Conjunto de tarefas:
• a. No trecho selecionado, o que acontece com o passado e com o futuro?
• b. Reescreva o trecho selecionado de "Não sei porque" a "gostoso, pela mordida.", substituindo "pêssego" por "morango".

Trecho selecionado:
□ □ □ □
Ou quando é preciso morrer para sobreviver.


É preciso viver para começar a morrer. É preciso viver para começar a entender sobre a morte. Eu estou caminhando. Rumo ao morrer. Caminhando rumo ao entender. Acredito, eu sei, que algo sobre isso tudo só entenderei quando morrer. E alguns, eu mesmo diria, poderão dizer, aí então será tarde para entender. Mas, não. Eu devo, agora, dizer. Não há tarde, não há depois ou antes, há somente agora. Presente. O passado morreu, o futuro nunca será. Há esse momento do agora para nele ir me perder, encontrar. Independe. In presente. A lucidez vem a galope porque é preciso estar no presente. É preciso estar. O mundo não dá voltas à toa. Ele dá voltas para perder e encontrar. Para virar noite e dia. Para sofrer e chorar. Perdão. São duplos. São trios. Eu não saberia medir a precisão que me inunda neste segundo. Quando as mãos tremem e o doce desce o corpo inundando-me de salvação e morte.


Não sei porque fui ler coisas antigas. Mas se o mundo dá voltas, e só, dá voltas. Acabei me sentindo impelido, sem pensar nisso, a dar voltas também e voltar. E olhar com delicadeza o que já foi e nunca será. Exceto agora, quando redescubro o passado e confiro a ele a cor madura desse instante. A cor do despetalar. A cor do pêssego ferido, mas gostoso, pela mordida.
□ □ □ □
Dados armazenados:
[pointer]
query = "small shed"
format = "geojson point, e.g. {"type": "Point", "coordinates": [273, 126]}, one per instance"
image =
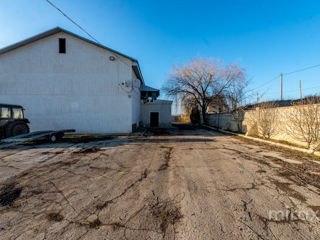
□ □ □ □
Resultados em ordem:
• a. O passado morreu, e o futuro nunca será.

• b.
Não sei porque fui ler coisas antigas. Mas se o mundo dá voltas, e só, dá voltas. Acabei me sentindo impelido, sem pensar nisso, a dar voltas também e voltar. E olhar com delicadeza o que já foi e nunca será. Exceto agora, quando redescubro o passado e confiro a ele a cor madura desse instante. A cor do despetalar. A cor do morango ferido, mas gostoso, pela mordida.